§ **THE PROBLEM**
Show every line of the data that includes the word "flower".

§ **DATA PROVIDED**
══════
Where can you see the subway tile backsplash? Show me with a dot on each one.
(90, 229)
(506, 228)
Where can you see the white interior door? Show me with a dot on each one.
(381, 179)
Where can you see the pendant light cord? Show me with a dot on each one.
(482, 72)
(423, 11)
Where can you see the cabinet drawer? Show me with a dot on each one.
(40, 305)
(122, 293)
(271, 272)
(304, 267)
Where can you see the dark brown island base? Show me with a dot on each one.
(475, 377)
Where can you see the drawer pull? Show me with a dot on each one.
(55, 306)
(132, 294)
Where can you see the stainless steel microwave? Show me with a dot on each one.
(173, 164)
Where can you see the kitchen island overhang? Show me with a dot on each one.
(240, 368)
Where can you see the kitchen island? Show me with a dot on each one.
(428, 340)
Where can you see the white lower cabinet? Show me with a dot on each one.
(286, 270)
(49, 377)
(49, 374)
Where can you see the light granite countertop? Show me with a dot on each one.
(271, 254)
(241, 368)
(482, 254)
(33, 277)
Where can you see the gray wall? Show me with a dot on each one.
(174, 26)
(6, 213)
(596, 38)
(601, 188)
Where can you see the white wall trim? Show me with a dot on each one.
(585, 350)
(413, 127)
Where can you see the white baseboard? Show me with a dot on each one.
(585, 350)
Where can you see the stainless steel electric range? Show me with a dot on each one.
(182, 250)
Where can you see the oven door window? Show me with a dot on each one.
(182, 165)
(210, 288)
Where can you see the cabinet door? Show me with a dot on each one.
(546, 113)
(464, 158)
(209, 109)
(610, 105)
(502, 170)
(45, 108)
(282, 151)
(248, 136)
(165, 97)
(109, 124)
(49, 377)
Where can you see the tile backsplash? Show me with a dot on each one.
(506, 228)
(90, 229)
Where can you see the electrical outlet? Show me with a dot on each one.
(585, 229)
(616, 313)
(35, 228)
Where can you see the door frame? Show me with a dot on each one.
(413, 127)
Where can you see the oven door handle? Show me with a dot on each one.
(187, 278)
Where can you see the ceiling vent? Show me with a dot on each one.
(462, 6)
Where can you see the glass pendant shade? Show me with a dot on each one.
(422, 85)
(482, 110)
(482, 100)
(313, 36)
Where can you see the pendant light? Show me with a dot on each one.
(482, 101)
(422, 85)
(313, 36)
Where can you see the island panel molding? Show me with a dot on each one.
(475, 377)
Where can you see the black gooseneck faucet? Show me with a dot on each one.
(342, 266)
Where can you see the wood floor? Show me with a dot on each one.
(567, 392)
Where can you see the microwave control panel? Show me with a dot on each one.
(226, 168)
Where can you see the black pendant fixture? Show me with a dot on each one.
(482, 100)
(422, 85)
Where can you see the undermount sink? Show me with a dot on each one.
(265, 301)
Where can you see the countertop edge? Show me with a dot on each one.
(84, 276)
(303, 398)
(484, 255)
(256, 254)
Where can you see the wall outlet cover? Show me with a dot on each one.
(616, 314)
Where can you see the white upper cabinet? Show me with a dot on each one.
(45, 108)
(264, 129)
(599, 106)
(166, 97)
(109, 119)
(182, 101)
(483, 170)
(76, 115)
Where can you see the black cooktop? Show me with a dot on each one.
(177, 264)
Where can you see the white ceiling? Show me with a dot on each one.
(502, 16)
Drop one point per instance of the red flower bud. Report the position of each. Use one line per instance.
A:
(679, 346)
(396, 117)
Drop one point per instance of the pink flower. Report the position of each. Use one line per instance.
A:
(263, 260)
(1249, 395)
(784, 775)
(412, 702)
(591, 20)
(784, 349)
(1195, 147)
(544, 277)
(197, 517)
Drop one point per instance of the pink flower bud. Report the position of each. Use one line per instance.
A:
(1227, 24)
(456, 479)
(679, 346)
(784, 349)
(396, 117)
══════
§ **EXERCISE SOLUTION**
Drop one point per instance of the red flower bud. Report the position of each. Use one line per instance.
Drop one point per instance of the pink flower. Report the position of each. Use one line per instance.
Drop one point per instance of the pink flower bud. Report the position of each. Use one line per instance.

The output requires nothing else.